# [INSTRUCTION]
Copy out every one of the lines below word for word, but leave the pictures out.

# [RECORDS FOR PROCESSING]
+--

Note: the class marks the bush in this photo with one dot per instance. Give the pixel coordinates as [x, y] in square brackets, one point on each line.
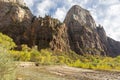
[7, 65]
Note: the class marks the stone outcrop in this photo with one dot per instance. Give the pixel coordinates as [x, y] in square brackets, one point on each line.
[82, 32]
[86, 37]
[48, 33]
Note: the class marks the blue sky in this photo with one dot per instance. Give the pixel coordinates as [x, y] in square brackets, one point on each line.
[105, 12]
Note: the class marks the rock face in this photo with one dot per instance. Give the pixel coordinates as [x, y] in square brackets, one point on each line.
[15, 19]
[83, 36]
[86, 37]
[48, 33]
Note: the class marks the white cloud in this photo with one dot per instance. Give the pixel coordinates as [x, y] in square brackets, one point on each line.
[29, 3]
[60, 13]
[44, 7]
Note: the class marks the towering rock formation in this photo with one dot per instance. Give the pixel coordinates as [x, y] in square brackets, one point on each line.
[83, 36]
[15, 19]
[86, 37]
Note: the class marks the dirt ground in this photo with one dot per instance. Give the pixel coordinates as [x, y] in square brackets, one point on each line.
[63, 73]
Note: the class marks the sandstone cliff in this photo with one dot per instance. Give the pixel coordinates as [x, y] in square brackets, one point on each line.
[86, 37]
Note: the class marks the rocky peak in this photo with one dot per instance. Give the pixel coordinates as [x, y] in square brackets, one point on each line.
[80, 15]
[83, 36]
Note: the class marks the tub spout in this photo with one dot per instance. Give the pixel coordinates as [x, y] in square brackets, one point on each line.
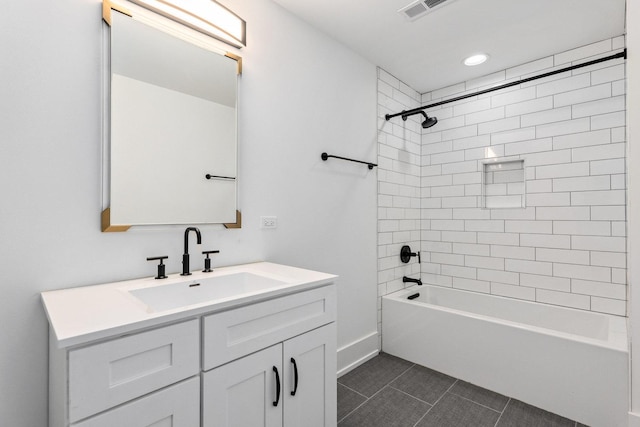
[406, 279]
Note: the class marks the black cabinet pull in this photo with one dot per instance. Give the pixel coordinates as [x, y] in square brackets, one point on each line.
[277, 386]
[295, 376]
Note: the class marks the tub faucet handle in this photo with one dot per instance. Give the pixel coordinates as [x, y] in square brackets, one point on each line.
[161, 267]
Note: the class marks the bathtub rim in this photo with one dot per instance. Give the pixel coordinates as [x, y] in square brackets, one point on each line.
[617, 332]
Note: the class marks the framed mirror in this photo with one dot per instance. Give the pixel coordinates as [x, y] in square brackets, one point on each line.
[172, 145]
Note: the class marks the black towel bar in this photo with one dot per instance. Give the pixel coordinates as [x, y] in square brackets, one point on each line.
[325, 156]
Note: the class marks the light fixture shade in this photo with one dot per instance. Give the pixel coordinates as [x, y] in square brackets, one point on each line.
[476, 59]
[206, 16]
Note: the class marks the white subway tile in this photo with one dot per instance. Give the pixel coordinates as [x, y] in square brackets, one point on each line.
[618, 182]
[609, 74]
[511, 291]
[602, 182]
[547, 116]
[609, 120]
[471, 285]
[549, 199]
[460, 202]
[472, 142]
[562, 170]
[562, 255]
[458, 271]
[586, 94]
[564, 128]
[545, 241]
[484, 116]
[437, 147]
[563, 299]
[514, 252]
[539, 186]
[467, 178]
[545, 282]
[563, 85]
[609, 306]
[471, 249]
[484, 262]
[595, 198]
[499, 125]
[444, 258]
[599, 243]
[459, 236]
[609, 259]
[608, 213]
[582, 139]
[517, 135]
[583, 52]
[436, 214]
[577, 213]
[450, 157]
[460, 167]
[450, 225]
[547, 158]
[584, 228]
[537, 227]
[499, 276]
[516, 213]
[489, 226]
[619, 228]
[524, 147]
[531, 267]
[619, 275]
[531, 106]
[447, 191]
[513, 96]
[600, 289]
[437, 180]
[601, 106]
[472, 213]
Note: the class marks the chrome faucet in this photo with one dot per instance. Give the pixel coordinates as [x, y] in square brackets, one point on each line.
[185, 256]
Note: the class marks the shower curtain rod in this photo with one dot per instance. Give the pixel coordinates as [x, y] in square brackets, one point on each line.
[622, 54]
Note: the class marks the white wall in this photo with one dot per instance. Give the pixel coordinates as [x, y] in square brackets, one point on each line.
[633, 207]
[301, 94]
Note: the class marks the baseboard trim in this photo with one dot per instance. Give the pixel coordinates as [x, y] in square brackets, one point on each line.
[356, 353]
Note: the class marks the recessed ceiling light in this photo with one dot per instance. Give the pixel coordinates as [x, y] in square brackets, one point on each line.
[476, 59]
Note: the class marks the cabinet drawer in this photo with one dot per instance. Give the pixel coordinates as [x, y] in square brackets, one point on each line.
[235, 333]
[174, 406]
[110, 373]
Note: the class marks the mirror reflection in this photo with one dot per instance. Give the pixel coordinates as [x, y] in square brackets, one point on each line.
[173, 123]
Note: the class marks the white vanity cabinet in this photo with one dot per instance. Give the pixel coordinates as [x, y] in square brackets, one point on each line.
[218, 364]
[288, 338]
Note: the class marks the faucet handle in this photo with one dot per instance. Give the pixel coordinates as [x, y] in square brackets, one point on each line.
[161, 266]
[207, 261]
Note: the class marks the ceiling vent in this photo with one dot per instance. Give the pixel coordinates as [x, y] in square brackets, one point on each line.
[416, 9]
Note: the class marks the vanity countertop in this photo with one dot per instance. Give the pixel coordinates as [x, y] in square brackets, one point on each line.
[83, 314]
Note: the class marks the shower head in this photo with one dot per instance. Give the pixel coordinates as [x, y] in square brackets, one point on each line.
[428, 121]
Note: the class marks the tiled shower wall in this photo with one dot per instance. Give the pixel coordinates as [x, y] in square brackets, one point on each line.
[567, 245]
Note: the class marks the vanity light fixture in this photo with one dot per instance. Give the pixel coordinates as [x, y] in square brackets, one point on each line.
[206, 16]
[476, 59]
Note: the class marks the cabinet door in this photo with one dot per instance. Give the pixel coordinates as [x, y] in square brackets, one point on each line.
[312, 403]
[242, 393]
[175, 406]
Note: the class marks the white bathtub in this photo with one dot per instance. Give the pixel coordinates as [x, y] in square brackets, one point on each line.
[570, 362]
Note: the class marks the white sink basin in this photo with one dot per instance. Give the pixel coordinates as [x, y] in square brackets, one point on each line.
[167, 297]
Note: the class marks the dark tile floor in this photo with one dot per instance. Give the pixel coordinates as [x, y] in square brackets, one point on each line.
[388, 391]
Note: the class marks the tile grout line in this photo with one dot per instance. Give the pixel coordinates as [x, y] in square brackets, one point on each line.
[502, 413]
[374, 394]
[436, 402]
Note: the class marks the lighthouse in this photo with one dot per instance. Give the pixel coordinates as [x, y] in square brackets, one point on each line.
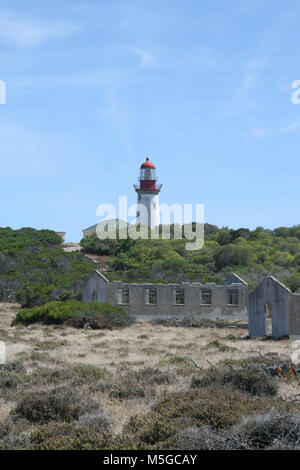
[148, 196]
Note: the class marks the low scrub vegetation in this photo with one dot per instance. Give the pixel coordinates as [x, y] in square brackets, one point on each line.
[34, 269]
[94, 315]
[250, 253]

+--

# [COMPLETED EXERCISE]
Note: the class marks the bush in this photo with one dot per instance. Give the pixel coordinates as [x, y] in square brackets, one point on each line.
[7, 65]
Note: the class marks the stone outcrop in this photo with one dot per instance. Give the pixel coordinates as [x, y] in square brackets, one point on each line.
[82, 32]
[86, 37]
[48, 33]
Note: the class marks the blue sky in this photo with one dot per instance. Give the pixel coordinates as [x, y] in square brackets, one point on each line.
[105, 12]
Note: the class marks the rock face in this photo with one dot per instance. Give the pixel coordinates as [x, y] in square brackets, one point on each line.
[15, 19]
[83, 36]
[86, 37]
[48, 33]
Note: the class marks the white cloud in this photo with one dot per instance. Give the pixel coordinates as [x, y] in square brackets, one point on each line.
[29, 3]
[60, 13]
[44, 7]
Note: the class marks the towering rock formation in this photo with one dot per instance. Give the pixel coordinates as [x, y] in square brackets, one point on each line.
[83, 36]
[15, 19]
[86, 37]
Note: the class marks the dirt ground in this photo with one dot per instance. Give the pixel coordinates as [x, y] in square brackets, one point on each line.
[63, 73]
Note: the class marks the sandstone cliff in this photo with one dot per instance. Give the pixel coordinates as [x, y] in square brackets, one point on each line.
[86, 37]
Note: the class marks the rocky peak in this photo with one dot per instance. Give the pixel coordinates as [x, y] in square brackets, one point on each line.
[80, 15]
[83, 36]
Note: the class marks the tub spout in this photo with one dot per instance. Give the pixel coordinates as [x, y] in square brackets, one point on each line.
[406, 279]
Note: the class marks the black cabinet pull in this photo with one dot per instance. Give the pixel coordinates as [x, y] in square brackets, one point on each line.
[277, 386]
[295, 376]
Note: the class marks the tub faucet handle in this photo with one dot per instance. Give the pixel coordinates as [x, y] in square brackets, one point on each line.
[161, 267]
Note: the class marks the bathtub rim in this photo with one dot per instance. Give the pixel coordinates as [x, y] in square brackets, one point on each line.
[617, 332]
Note: the class marks the framed mirror in this photo with one dot per instance. Give the pixel coordinates as [x, y] in square brackets, one point on each line.
[172, 145]
Note: the class marks the black towel bar in this photo with one dot per instance. Give the pixel coordinates as [x, y] in square brackets, one point on each line.
[325, 156]
Note: the class marks the light fixture shade in this photo with one dot per instance. Give the pixel coordinates as [x, y] in square brackets, one point on each line.
[476, 59]
[206, 16]
Note: the class marks the white subway tile in this photo with one dot per instance. Give the pixel coordinates as [x, y] in square brackets, one point on each line.
[618, 182]
[609, 74]
[511, 291]
[602, 182]
[547, 116]
[609, 120]
[471, 285]
[549, 199]
[460, 202]
[472, 142]
[562, 170]
[562, 255]
[458, 271]
[586, 94]
[564, 128]
[545, 241]
[484, 116]
[437, 147]
[563, 299]
[514, 252]
[539, 186]
[467, 178]
[545, 282]
[563, 85]
[609, 306]
[471, 249]
[484, 262]
[595, 198]
[499, 125]
[444, 258]
[599, 243]
[459, 236]
[609, 259]
[608, 213]
[582, 139]
[517, 135]
[583, 52]
[436, 214]
[577, 213]
[450, 157]
[460, 167]
[450, 225]
[547, 158]
[584, 228]
[537, 227]
[499, 276]
[516, 213]
[489, 226]
[619, 228]
[524, 147]
[531, 267]
[619, 275]
[531, 106]
[447, 191]
[513, 96]
[600, 289]
[437, 180]
[601, 106]
[472, 213]
Note: the class marks the chrome faucet in this photo with one dot per instance. Give the pixel coordinates as [x, y] in square brackets, one point on each line.
[185, 256]
Note: the class marks the shower curtain rod in this photo with one dot per instance. Give the pixel coordinates as [x, y] in square brackets, one point on each line.
[622, 54]
Note: the class marks the white wall in this photo with one dot per instance. Give the pixel coordinates as [x, y] in square brackets, one point on each line.
[633, 207]
[301, 94]
Note: the class marks the baseboard trim in this photo with one dot per instance. Give the pixel coordinates as [x, y] in square brackets, one point on each line.
[356, 353]
Note: the class marks the recessed ceiling light in this photo with one dot per instance. Give the pixel coordinates as [x, y] in square brackets, one point on each line.
[476, 59]
Note: the class marks the cabinet drawer in this photo with one dot per instance. Give the pixel coordinates as [x, y] in square brackets, one point on each line.
[235, 333]
[174, 406]
[110, 373]
Note: the class marks the mirror reflection in this photo with one dot per instance. Give the pixel coordinates as [x, y] in square brackets, one point on each line.
[173, 123]
Note: the class marks the white vanity cabinet in this photo with one dot per instance. Give the pixel coordinates as [x, y] in square brackets, one point on each line.
[218, 364]
[288, 338]
Note: the class marks the faucet handle in this photo with one dot per instance. Give the pixel coordinates as [x, y] in square brackets, one point on each line.
[161, 266]
[207, 261]
Note: the class marks the ceiling vent in this photo with one dot per instance. Give the pixel coordinates as [x, y] in square brackets, one point on each line.
[416, 9]
Note: the class marks the vanity countertop in this photo with one dot per instance. Give the pixel coordinates as [x, y] in square brackets, one point on each line.
[83, 314]
Note: the class marks the shower head in this photo with one dot per instance. Give the pixel coordinates as [x, y] in square brackets, one point on each line.
[428, 121]
Note: the class marks the tiled shower wall in this photo with one dot per instance. Give the pixel coordinates as [x, y] in square brackets, one point on each line.
[567, 245]
Note: the class marks the vanity light fixture in this photo with one dot per instance. Give the pixel coordinates as [x, y] in square brackets, one point on each line.
[206, 16]
[476, 59]
Note: the class marks the cabinet door in this photo with one dot per instance. Give the pixel coordinates as [x, y] in square brackets, one point on each line.
[312, 403]
[242, 393]
[175, 406]
Note: the class marks the white bathtub in this photo with one dot per instance. Give the pixel coordinates as [x, y] in square brackets, one point on each line.
[570, 362]
Note: the class marks the white sink basin in this photo with one dot per instance. Give the pixel coordinates as [x, y] in square brackets, one point on each line.
[167, 297]
Note: the class marks the dark tile floor in this photo with one dot per instance. Give the pixel coordinates as [x, y] in square brackets, one point on each line.
[388, 391]
Note: the class marks the tile grout line in this photo with one dot per instance. Give the pixel coordinates as [x, y] in square brackets, one point on each line.
[502, 413]
[374, 394]
[436, 402]
Note: the class marks the lighthouse in this photo with one dot per instance. Give the pixel coordinates as [x, y] in square brackets, one point on each line.
[148, 196]
Note: the class marks the low scrub vegetation in this photo with one dot per instance. Give the pixel coordinates as [x, y] in square brackets, one point on each line.
[34, 269]
[94, 315]
[250, 253]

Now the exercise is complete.